**Material provided**
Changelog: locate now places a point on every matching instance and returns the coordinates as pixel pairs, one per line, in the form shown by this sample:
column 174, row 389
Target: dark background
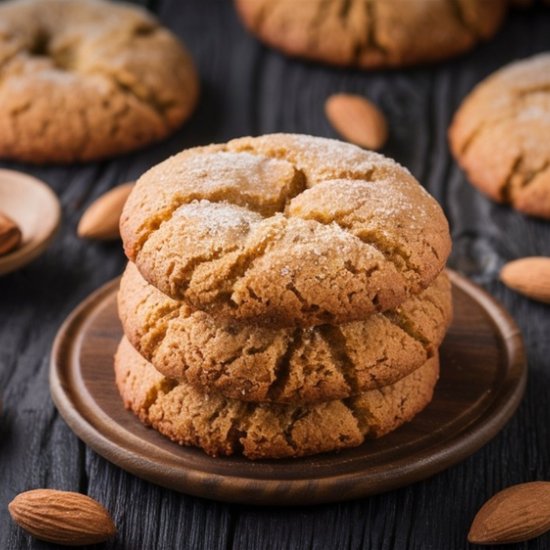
column 248, row 89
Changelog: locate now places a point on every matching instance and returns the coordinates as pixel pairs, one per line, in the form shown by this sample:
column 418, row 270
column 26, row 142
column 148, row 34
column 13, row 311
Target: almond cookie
column 286, row 365
column 285, row 230
column 501, row 136
column 223, row 426
column 372, row 33
column 119, row 78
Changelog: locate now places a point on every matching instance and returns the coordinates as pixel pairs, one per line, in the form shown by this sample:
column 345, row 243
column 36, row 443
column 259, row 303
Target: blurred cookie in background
column 501, row 135
column 83, row 80
column 370, row 34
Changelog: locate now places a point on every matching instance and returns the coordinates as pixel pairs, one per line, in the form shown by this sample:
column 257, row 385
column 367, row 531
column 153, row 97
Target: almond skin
column 10, row 234
column 529, row 276
column 357, row 120
column 100, row 221
column 62, row 517
column 517, row 514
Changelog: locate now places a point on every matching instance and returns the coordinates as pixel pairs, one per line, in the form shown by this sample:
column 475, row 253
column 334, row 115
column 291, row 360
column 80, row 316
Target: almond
column 10, row 234
column 62, row 517
column 517, row 514
column 529, row 276
column 358, row 120
column 100, row 221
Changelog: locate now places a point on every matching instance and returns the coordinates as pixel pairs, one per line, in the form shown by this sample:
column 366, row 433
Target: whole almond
column 10, row 234
column 517, row 514
column 529, row 276
column 100, row 221
column 62, row 517
column 357, row 120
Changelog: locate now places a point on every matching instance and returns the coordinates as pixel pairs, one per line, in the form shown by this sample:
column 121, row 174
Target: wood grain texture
column 248, row 89
column 483, row 374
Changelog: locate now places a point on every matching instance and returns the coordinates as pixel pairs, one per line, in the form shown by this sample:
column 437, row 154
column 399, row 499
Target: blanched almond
column 357, row 120
column 62, row 517
column 529, row 276
column 100, row 221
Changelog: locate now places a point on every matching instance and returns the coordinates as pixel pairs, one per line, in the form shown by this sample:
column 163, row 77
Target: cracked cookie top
column 501, row 135
column 372, row 33
column 223, row 426
column 287, row 365
column 285, row 230
column 119, row 78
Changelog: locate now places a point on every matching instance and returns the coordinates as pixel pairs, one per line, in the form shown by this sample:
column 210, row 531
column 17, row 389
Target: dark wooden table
column 248, row 89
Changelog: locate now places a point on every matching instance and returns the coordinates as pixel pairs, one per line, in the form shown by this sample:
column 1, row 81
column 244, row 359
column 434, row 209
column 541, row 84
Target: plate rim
column 27, row 253
column 235, row 488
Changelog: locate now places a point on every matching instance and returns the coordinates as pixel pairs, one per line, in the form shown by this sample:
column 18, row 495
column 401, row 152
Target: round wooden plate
column 483, row 374
column 35, row 207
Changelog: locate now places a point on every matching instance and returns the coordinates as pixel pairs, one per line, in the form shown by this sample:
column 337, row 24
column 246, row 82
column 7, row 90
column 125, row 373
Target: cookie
column 223, row 426
column 501, row 136
column 119, row 78
column 285, row 230
column 287, row 365
column 372, row 33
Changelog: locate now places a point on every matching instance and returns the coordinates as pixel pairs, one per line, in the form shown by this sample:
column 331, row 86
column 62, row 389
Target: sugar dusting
column 217, row 217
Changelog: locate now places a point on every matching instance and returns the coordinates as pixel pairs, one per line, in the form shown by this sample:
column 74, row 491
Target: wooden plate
column 35, row 208
column 483, row 374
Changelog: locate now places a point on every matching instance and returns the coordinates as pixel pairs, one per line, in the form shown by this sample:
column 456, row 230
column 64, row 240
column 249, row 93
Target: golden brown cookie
column 501, row 135
column 120, row 80
column 288, row 365
column 372, row 33
column 223, row 426
column 285, row 230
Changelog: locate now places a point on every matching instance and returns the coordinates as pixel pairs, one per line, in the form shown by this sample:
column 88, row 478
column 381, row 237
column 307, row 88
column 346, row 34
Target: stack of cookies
column 285, row 296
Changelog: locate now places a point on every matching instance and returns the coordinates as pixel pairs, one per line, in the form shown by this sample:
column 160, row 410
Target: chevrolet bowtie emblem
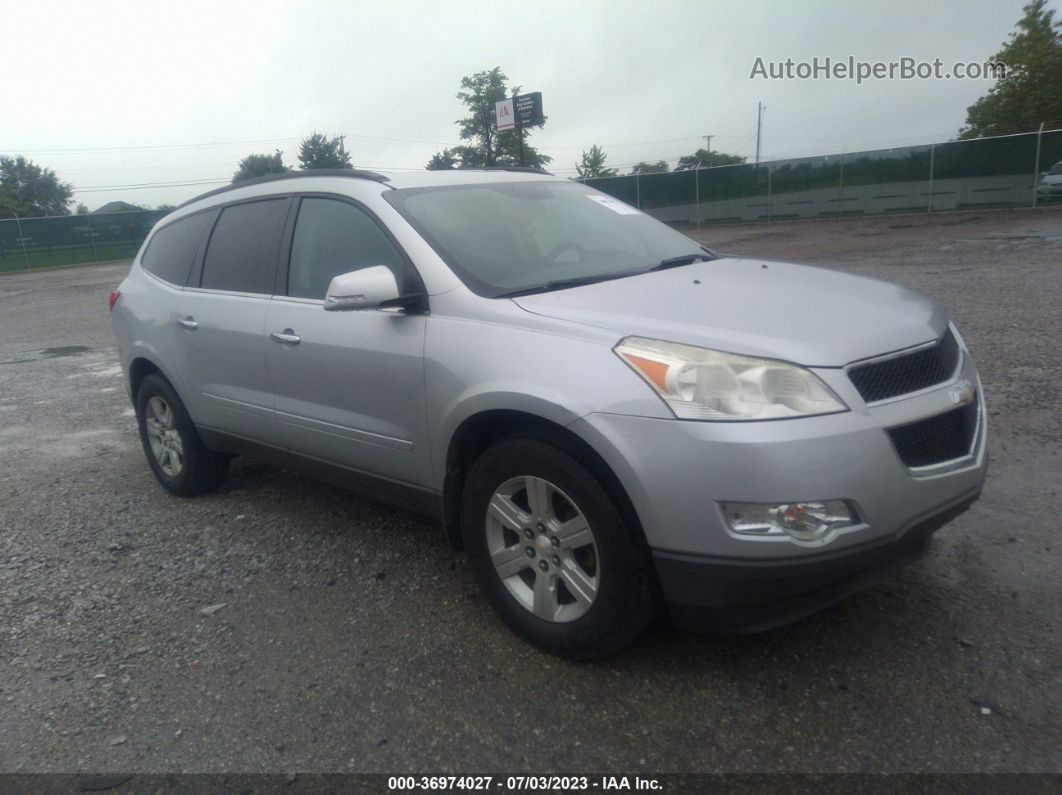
column 963, row 394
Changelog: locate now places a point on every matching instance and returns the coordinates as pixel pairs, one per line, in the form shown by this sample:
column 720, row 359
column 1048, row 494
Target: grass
column 13, row 259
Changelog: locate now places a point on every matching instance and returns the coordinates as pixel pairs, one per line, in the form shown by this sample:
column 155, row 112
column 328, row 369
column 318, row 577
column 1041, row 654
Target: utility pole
column 759, row 124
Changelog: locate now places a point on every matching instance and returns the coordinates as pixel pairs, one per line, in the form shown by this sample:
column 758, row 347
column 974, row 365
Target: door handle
column 287, row 335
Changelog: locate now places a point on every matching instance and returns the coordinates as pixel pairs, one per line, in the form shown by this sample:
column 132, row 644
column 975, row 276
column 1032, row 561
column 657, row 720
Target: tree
column 650, row 168
column 448, row 158
column 487, row 145
column 253, row 166
column 320, row 152
column 705, row 158
column 593, row 165
column 1029, row 92
column 31, row 191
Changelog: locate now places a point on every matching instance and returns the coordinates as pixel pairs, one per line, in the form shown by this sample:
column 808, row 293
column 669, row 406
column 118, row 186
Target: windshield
column 503, row 238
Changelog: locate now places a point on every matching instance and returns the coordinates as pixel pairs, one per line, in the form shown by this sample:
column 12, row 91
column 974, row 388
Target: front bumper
column 678, row 473
column 709, row 594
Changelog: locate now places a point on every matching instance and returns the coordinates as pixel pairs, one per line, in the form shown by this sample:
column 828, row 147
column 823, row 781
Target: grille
column 934, row 441
column 904, row 374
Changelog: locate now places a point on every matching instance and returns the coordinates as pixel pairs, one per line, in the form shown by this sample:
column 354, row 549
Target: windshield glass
column 502, row 238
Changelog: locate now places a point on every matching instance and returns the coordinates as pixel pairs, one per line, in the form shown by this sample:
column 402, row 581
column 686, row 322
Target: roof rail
column 349, row 173
column 526, row 169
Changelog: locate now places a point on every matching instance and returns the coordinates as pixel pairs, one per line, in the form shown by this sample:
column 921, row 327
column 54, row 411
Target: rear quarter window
column 242, row 253
column 172, row 249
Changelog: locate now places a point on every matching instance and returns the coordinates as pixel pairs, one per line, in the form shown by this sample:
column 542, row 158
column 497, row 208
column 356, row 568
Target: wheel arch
column 479, row 431
column 142, row 365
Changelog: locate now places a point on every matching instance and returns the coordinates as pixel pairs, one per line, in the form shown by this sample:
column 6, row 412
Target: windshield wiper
column 685, row 259
column 562, row 283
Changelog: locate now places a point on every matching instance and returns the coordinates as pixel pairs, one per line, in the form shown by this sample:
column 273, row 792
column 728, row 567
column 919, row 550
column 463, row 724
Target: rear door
column 222, row 344
column 348, row 385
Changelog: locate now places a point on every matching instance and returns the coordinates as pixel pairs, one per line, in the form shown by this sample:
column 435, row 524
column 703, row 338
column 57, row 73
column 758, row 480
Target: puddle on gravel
column 40, row 353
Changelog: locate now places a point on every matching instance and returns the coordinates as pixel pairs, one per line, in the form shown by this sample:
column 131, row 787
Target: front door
column 348, row 385
column 222, row 342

**To do**
Please set down each line of the data above exactly as written, without the pictures.

**Task solution**
Changelog: locate now places a point on every matching instance and returns the coordinates as pixel pairs, one per line, in the form shown by this sample:
column 174, row 389
Target: dark background
column 248, row 89
Changelog: locate now places a point on every matching instance and returns the coordinates as pixel pairs, one per line, in the form shown by this sample:
column 418, row 270
column 26, row 142
column 148, row 34
column 13, row 311
Target: almond cookie
column 286, row 365
column 285, row 230
column 501, row 136
column 223, row 426
column 372, row 33
column 119, row 78
Changelog: locate now places a point on every matching instance and returns the coordinates as pixel pairs, one per line, in the form shown by this sample:
column 345, row 243
column 36, row 443
column 259, row 303
Target: blurred cookie in background
column 501, row 135
column 83, row 80
column 370, row 34
Changelog: locate now places a point on every matching instance and returns the coordinates as pixel pairs, one per line, in the form shown by this sample:
column 257, row 385
column 367, row 531
column 153, row 97
Target: almond skin
column 10, row 234
column 529, row 276
column 357, row 120
column 100, row 221
column 62, row 517
column 517, row 514
Changelog: locate now places a point on every matching instance and returns the coordinates as pixel pairs, one per line, in the form shown by this sample:
column 475, row 253
column 334, row 115
column 291, row 360
column 80, row 316
Target: almond
column 10, row 234
column 62, row 517
column 517, row 514
column 529, row 276
column 358, row 120
column 100, row 221
Changelog: locate now places a point on every matching instance and returns the coordinates as pixel pairs, one per line, in the form shown by this sample:
column 366, row 433
Target: whole almond
column 10, row 234
column 517, row 514
column 529, row 276
column 100, row 221
column 62, row 517
column 357, row 120
Changelog: locate now places a point on every matching instance and returns the coordinates as pixel pairs, one per line, in the form shown by this sample:
column 121, row 174
Target: wood grain texture
column 248, row 89
column 483, row 374
Changelog: locate now places a point on every matching instance and returns the coordinates as pixel pairs, one per line, in the form shown by this sample:
column 437, row 154
column 399, row 499
Target: blanched almond
column 357, row 120
column 62, row 517
column 529, row 276
column 100, row 221
Changelog: locate now places a point on every matching instance and returns the coordinates as pixel pairs, one per line, in the form shown by this sample:
column 163, row 77
Target: cracked cookie top
column 501, row 135
column 372, row 33
column 223, row 426
column 287, row 365
column 285, row 230
column 119, row 78
Changelog: locate now places a point on every matching instance and returns the coordinates as pixel pairs, one per line, in the form shown by this sample:
column 210, row 531
column 17, row 389
Target: dark wooden table
column 248, row 89
Changelog: locate now places a point on every matching instance and returns the coordinates as pixel pairs, one per line, in the form shown by this sample:
column 1, row 81
column 244, row 359
column 434, row 209
column 541, row 84
Target: plate rim
column 27, row 253
column 235, row 488
Changelog: locate now places a point on every matching instance and returns the coordinates as pixel pairs, one per line, in the form shown by this sample:
column 18, row 495
column 401, row 152
Target: round wooden plate
column 483, row 374
column 35, row 207
Changelog: locate now places a point on every matching instance and returns the coordinates as pixel pairs, one per line, in the form shown by this sample:
column 337, row 24
column 246, row 82
column 7, row 90
column 125, row 373
Target: cookie
column 223, row 426
column 501, row 136
column 119, row 78
column 285, row 230
column 287, row 365
column 372, row 33
Changelog: locate now places a point on every matching instance and returns the coordinates as pixel pairs, one per line, in the form shown by this sample:
column 331, row 86
column 62, row 389
Target: sugar dusting
column 217, row 217
Changelog: locate now places a point on every matching instance and returns the coordinates as pixel pairs, one per line, in the form shown by this sample:
column 74, row 491
Target: wooden plate
column 35, row 208
column 483, row 374
Changelog: locate now places a point on every matching instance and returns the coordinates as pixel pairs, one per line, in the form shown by this sample:
column 456, row 230
column 64, row 240
column 249, row 93
Target: golden brown cookie
column 501, row 135
column 120, row 80
column 288, row 365
column 372, row 33
column 223, row 426
column 285, row 230
Changelog: locate now places a point on every matching instance and returns the coordinates as pixel pairs, one per line, in the form shown by this sample:
column 88, row 478
column 381, row 237
column 307, row 88
column 346, row 34
Target: stack of cookies
column 285, row 296
Changelog: locate now places a point on every matching instance and returns the coordinates as pixel pairs, one per line, in the form shown by this sample:
column 160, row 410
Target: chevrolet bowtie emblem
column 963, row 394
Changelog: locate now places a point on every matching instance and returns the coordinates as pixel pairs, one per line, in the form shown by this sample:
column 720, row 359
column 1048, row 494
Target: grass
column 13, row 259
Changelog: locate now places a point on every matching instance and returns the coordinates as pixel pairs, one per line, in the form shown by this sample:
column 155, row 112
column 328, row 369
column 318, row 577
column 1041, row 654
Target: utility pole
column 759, row 124
Changelog: locate now places a point on every matching instance and returns the coordinates as pixel pairs, one per line, in the form shown by this sample:
column 758, row 347
column 974, row 365
Target: door handle
column 287, row 335
Changelog: locate now places a point on every matching instance and returns the coordinates as pixel pairs, one per line, in the form shown by this sample:
column 132, row 644
column 975, row 276
column 1032, row 561
column 657, row 720
Target: tree
column 650, row 168
column 448, row 158
column 487, row 145
column 253, row 166
column 320, row 152
column 705, row 158
column 593, row 165
column 1029, row 92
column 31, row 191
Changelog: locate now places a point on every matching instance and returns the coordinates as pixel pairs, one per line, in the form shown by this sample:
column 808, row 293
column 669, row 406
column 118, row 186
Target: windshield
column 503, row 238
Changelog: locate now places a point on every matching instance and returns the coordinates as pixel pairs, one per line, in the form shown by this sample:
column 12, row 91
column 974, row 388
Target: front bumper
column 678, row 473
column 709, row 594
Changelog: locate now places a point on every matching instance and returns the coordinates as pixel pairs, one per line, in the form shown by this sample:
column 828, row 147
column 823, row 781
Target: grille
column 934, row 441
column 904, row 374
Changelog: locate now places a point on every matching instance and returns the coordinates as pixel pairs, one per line, in the form shown by this sample:
column 354, row 549
Target: windshield glass
column 502, row 238
Changelog: locate now places a point on every matching instance and returns the coordinates as pixel pairs, one per line, in the form shown by this sample:
column 402, row 581
column 686, row 322
Target: roof rail
column 349, row 173
column 526, row 169
Changelog: locate now places a point on every matching instance and returns the coordinates as pixel pairs, one per line, in the form shown by this sample:
column 921, row 327
column 54, row 411
Target: rear quarter window
column 242, row 253
column 172, row 249
Changelog: locate now places a point on every matching instance and returns the coordinates as pixel pairs, one per line, in the form shown by this sample:
column 542, row 158
column 497, row 208
column 356, row 568
Target: wheel arch
column 479, row 431
column 142, row 365
Changelog: locate now places a point on every matching instance and returns the coordinates as pixel pairs, one per line, in the form shown by this sample:
column 6, row 412
Target: windshield wiper
column 685, row 259
column 562, row 283
Changelog: locate now places a point on every matching instance and returns the coordinates as pixel pairs, one per line, in the form shown by this sample:
column 273, row 792
column 728, row 567
column 919, row 550
column 463, row 724
Target: rear door
column 222, row 344
column 348, row 385
Changelog: locate now places a point on every matching instance and returns the coordinates as pixel pairs, one per line, in the form shown by this sample:
column 435, row 524
column 703, row 338
column 57, row 73
column 758, row 480
Target: puddle on gravel
column 40, row 353
Changelog: locate now places a point on every matching instance and returns the coordinates as pixel pairs, one per line, in the form shown by this sample:
column 131, row 787
Target: front door
column 348, row 385
column 222, row 342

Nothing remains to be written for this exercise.